BEGIN Entries supplied

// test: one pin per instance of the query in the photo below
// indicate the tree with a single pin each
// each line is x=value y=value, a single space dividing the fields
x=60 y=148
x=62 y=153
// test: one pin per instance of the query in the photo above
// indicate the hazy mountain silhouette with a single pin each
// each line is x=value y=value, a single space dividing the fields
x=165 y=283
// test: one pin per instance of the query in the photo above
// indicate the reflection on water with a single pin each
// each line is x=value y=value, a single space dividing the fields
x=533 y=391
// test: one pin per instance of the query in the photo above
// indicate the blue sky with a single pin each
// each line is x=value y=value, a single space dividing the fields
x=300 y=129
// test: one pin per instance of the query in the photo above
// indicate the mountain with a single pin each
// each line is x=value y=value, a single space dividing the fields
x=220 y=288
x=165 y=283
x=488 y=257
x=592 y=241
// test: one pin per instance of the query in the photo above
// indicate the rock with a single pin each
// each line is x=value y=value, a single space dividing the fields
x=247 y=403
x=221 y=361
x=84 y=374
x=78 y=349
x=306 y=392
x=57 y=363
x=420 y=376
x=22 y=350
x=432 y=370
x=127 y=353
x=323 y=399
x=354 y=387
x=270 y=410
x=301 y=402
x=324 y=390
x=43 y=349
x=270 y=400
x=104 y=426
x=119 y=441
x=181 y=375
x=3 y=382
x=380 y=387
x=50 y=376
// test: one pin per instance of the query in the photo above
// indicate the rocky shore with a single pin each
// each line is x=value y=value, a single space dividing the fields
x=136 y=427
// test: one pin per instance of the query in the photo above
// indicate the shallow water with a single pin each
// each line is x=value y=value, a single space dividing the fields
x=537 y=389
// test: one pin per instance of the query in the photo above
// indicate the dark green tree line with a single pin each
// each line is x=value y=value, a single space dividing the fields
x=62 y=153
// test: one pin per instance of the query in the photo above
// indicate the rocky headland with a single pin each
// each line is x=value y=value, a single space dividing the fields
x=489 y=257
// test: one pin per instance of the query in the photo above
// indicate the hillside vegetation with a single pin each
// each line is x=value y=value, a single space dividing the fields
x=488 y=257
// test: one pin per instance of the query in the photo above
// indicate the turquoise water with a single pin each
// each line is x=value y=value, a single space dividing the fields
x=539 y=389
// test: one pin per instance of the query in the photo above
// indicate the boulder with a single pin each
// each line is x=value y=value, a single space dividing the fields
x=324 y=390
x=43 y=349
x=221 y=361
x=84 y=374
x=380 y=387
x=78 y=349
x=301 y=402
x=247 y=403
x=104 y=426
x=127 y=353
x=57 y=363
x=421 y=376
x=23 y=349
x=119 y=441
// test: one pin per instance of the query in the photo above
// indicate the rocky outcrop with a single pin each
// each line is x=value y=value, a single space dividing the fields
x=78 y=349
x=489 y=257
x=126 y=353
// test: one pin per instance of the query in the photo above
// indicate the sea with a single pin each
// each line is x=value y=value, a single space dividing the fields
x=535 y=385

END Entries supplied

Repeat the material word for word.

// test: one pin per instance of the query in the photo below
// indicate the tree with a single pin each
// each line is x=value y=value, a single space dividing the fields
x=60 y=148
x=62 y=153
// test: one pin per instance of the query in the photo above
// indicate the hazy mountain silhouette with a single pin each
// each line is x=value y=value, a single space dividing the fields
x=165 y=283
// test: one pin per instance of the query in the photo above
// indicate the reflection on water with a single pin each
// each line is x=value y=value, a single space dividing the fields
x=533 y=391
// test: one pin per instance of the query in the photo above
// indicate the blue sky with a single pin each
// each line is x=value y=value, a single space dividing the fields
x=300 y=129
// test: one pin per instance of the query in the photo above
// indicate the mountain with a single pin each
// each line is x=value y=value, a single space dividing the fields
x=220 y=288
x=165 y=283
x=488 y=257
x=592 y=241
// test: one pin per instance of the query in the photo above
// indicate the rock with a single pin each
// each line is x=value y=value, a single space dividing the fields
x=247 y=403
x=221 y=361
x=84 y=374
x=78 y=349
x=306 y=392
x=57 y=363
x=420 y=376
x=22 y=350
x=432 y=370
x=127 y=353
x=323 y=399
x=354 y=387
x=270 y=410
x=301 y=402
x=324 y=390
x=43 y=349
x=270 y=400
x=104 y=426
x=119 y=441
x=181 y=375
x=3 y=382
x=380 y=387
x=50 y=376
// test: one pin per instance of the query in the photo above
// indicate the rocky shore with a single pin each
// each line is x=value y=value, a single space dividing the fields
x=136 y=427
// test: one pin per instance of the query in the photo above
// indicate the shallow water with a single pin each
// each line is x=value y=value, a single space dividing the fields
x=537 y=389
// test: one pin per instance of the query in the photo above
// indicate the dark green tree line with a single pin each
// each line is x=value y=value, a single space dividing the fields
x=62 y=153
// test: one pin per instance of the query in the photo above
// indicate the rocky headland with a single pin each
// each line is x=value y=value, a single space dividing the fields
x=489 y=257
// test: one pin per instance of the query in the photo above
// indicate the hillside vegetation with a single pin each
// each line is x=value y=value, a single space dividing the fields
x=488 y=257
// test: one pin per instance of the query in the photo above
// indicate the turquoise water with a single pin each
// each line is x=value y=value, a single space dividing the fields
x=539 y=389
// test: one pin per instance of the query in the photo above
// indicate the boulder with a single pin each
// each line is x=value y=value, a single space dividing the fields
x=324 y=390
x=43 y=349
x=221 y=361
x=84 y=374
x=380 y=387
x=78 y=349
x=301 y=402
x=247 y=403
x=104 y=426
x=127 y=353
x=57 y=363
x=421 y=376
x=23 y=349
x=119 y=441
// test: one pin per instance of the query in the photo above
// indicate the rocky outcrop with a single pin each
// each line is x=value y=value, a single space dividing the fields
x=78 y=349
x=489 y=257
x=126 y=353
// test: one pin per instance of the query in the photo above
// indicate the sea with a single pin each
// each line is x=value y=value, a single space dividing the fields
x=535 y=385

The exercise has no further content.